#### Provided information
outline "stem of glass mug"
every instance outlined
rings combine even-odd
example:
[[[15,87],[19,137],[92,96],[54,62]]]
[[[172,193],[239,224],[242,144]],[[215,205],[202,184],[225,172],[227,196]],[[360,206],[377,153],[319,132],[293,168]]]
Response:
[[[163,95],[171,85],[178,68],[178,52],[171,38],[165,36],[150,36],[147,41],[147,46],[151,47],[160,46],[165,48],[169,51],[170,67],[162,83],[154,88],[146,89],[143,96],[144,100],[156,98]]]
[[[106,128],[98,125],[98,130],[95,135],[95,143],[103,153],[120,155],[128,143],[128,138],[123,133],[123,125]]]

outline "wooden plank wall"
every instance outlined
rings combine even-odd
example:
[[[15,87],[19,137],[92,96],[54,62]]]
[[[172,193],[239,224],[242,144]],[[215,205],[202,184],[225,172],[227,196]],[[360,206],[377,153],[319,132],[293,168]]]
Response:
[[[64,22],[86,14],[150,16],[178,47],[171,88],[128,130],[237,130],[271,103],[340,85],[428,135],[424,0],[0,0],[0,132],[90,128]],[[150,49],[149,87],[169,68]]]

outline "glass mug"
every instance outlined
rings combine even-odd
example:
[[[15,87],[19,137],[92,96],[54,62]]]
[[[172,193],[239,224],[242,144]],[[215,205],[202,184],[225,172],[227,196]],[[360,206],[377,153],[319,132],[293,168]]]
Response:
########
Your task
Rewrite every line of the items above as a numbered list, skipping the blank lines.

Worked answer
1. outline "stem of glass mug"
2. every instance outlined
3. rings combine even-odd
4. example:
5. [[[15,87],[19,137],[92,96],[54,62]]]
6. [[[172,193],[239,224],[242,144]],[[215,205],[202,184],[225,172],[227,196]],[[360,206],[377,153],[319,132],[293,168]]]
7. Response:
8. [[[163,95],[171,85],[178,68],[178,52],[171,38],[165,36],[150,36],[147,41],[147,46],[151,47],[160,46],[165,48],[169,51],[170,67],[162,83],[154,88],[146,89],[143,96],[144,100],[156,98]]]
9. [[[106,128],[98,125],[98,130],[95,135],[95,143],[103,153],[120,155],[128,143],[128,138],[123,133],[123,125]]]
10. outline "wooden plank wall"
11. every instance outlined
12. rings combine even-odd
13. example:
14. [[[15,87],[19,137],[92,96],[54,62]]]
15. [[[172,193],[239,224],[242,144]],[[215,205],[202,184],[225,172],[227,196]],[[360,206],[377,153],[319,132],[293,168]]]
16. Response:
17. [[[64,22],[86,14],[150,16],[178,47],[171,88],[128,130],[237,130],[271,103],[340,85],[428,135],[424,0],[0,0],[0,132],[90,128]],[[150,49],[149,87],[169,68]]]
18. outline "glass mug"
19. every instance outlined
20. rings combine even-odd
21. example:
22. [[[15,87],[19,137],[92,96],[54,62]]]
23. [[[172,193],[239,224],[242,144]],[[215,205],[202,184],[225,172],[227,196]],[[360,206],[377,153],[319,132],[293,168]]]
24. Response:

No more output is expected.